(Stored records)
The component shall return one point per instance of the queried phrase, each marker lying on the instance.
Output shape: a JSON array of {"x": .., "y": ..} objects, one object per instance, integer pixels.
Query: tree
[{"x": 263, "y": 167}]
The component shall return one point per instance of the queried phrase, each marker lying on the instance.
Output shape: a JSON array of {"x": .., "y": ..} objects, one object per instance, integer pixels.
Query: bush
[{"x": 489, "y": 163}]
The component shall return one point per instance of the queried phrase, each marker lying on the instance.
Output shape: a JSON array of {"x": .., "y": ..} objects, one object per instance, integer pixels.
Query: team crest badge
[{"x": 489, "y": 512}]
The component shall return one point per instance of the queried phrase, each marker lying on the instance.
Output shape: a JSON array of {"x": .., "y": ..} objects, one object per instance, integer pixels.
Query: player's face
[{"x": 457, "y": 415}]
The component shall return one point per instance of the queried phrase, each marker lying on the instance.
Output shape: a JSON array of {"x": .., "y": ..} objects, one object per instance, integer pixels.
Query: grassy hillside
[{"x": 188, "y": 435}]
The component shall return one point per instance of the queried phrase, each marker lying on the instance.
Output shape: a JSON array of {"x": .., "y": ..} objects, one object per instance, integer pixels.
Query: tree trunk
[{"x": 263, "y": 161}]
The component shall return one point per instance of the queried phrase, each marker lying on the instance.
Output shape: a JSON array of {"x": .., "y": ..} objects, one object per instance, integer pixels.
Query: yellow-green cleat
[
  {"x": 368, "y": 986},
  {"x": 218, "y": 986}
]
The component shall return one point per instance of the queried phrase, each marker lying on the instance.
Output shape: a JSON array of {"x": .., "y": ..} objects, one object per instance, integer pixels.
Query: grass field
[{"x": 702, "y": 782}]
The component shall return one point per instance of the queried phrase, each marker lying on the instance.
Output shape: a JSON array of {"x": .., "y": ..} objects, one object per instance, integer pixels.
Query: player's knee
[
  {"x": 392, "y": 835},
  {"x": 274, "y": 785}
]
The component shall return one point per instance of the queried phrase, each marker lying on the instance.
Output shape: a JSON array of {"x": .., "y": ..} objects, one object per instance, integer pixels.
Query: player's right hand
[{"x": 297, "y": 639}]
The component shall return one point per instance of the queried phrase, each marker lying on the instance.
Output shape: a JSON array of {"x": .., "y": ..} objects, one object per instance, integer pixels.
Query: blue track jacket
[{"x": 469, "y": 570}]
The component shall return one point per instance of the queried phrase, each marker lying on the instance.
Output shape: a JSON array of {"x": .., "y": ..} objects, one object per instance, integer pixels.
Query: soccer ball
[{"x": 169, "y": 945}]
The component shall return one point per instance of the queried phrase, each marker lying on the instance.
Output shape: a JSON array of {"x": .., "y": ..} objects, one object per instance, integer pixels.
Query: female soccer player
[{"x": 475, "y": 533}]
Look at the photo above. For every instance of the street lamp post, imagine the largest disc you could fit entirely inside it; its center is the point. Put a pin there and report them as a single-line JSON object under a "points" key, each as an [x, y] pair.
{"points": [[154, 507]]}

• [Aim]
Retype the material above, line by line, exactly.

• [Problem solution]
The component shall return one point per instance of the queried phrase, each marker lying on the instance.
Output shape: a JSON array of {"x": .., "y": ..} objects, one object per instance, integer pixels.
Query: tree
[{"x": 263, "y": 167}]
The component shall return one point per instance of the queried phrase, each marker lying on the instance.
Output shape: a JSON array of {"x": .., "y": ..} objects, one object per instance, integer pixels.
Query: bush
[{"x": 489, "y": 163}]
The component shall return one point per instance of the queried phrase, each marker lying on the instance.
Output shape: a JSON array of {"x": .., "y": ..} objects, one object per instance, integer pixels.
Query: team crest badge
[{"x": 489, "y": 512}]
The component shall return one point per instance of the queried phrase, each marker lying on the instance.
Output shape: a JSON array of {"x": .., "y": ..} objects, one object per instance, integer pixels.
Query: player's face
[{"x": 457, "y": 415}]
The component shall return one point per instance of the queried phrase, each marker lying on the instance.
Output shape: a JSON array of {"x": .., "y": ..} objects, one object per instance, integer pixels.
Query: grassy hillside
[{"x": 188, "y": 435}]
The component shall return one point per instance of the queried phrase, each marker lying on the instance.
Output shape: a JSON array of {"x": .., "y": ..} objects, one object per instance, integer pixels.
Query: tree trunk
[{"x": 263, "y": 161}]
The component shall return one point per instance of the queried phrase, each marker lying on the instance.
Output shape: a JSON array of {"x": .., "y": ..} objects, one object per instance, integer pixels.
Query: yellow-green cleat
[
  {"x": 368, "y": 986},
  {"x": 218, "y": 986}
]
The component shall return one point per instance of the queried phrase, each marker lying on the instance.
Output shape: a JSON array of {"x": .., "y": ..} objects, one object per instance, integer pixels.
Query: grass field
[{"x": 702, "y": 782}]
The component shall return one point per instance of the queried phrase, each marker lying on the instance.
Output shape: a JSON array of {"x": .., "y": ..} objects, one object per instance, integer pixels.
Query: player's knee
[
  {"x": 392, "y": 835},
  {"x": 274, "y": 785}
]
The component shall return one point per instance of the queried phrase, each marker lying on the instance.
Output shape: a JSON array of {"x": .., "y": ..} objects, one object per instance, integer pixels.
Query: player's right hand
[{"x": 297, "y": 639}]
The component shall return one point per instance of the queried phrase, each marker lying on the instance.
Output shape: a JSON array of {"x": .., "y": ..} objects, one object per instance, integer pixels.
Query: blue track jacket
[{"x": 469, "y": 570}]
The component shall return one point per instance of the queried phrase, each marker lying on the instance.
Output shape: a JSON array of {"x": .., "y": ..} objects, one object per instance, integer pixels.
Query: soccer ball
[{"x": 169, "y": 945}]
The component shall return one point per instance of the queried phrase, each marker lying on the instance.
Output shape: a JSON array of {"x": .., "y": ..} objects, one object per instance, integer pixels.
Query: female soccer player
[{"x": 475, "y": 533}]
Look at the photo above. For every instance of the street lamp post, imagine the largest disc you could fit entirely inside it; its center is the point. Put a pin there and report them as a single-line JSON object under a "points" key, each as an [x, y] pair.
{"points": [[154, 507]]}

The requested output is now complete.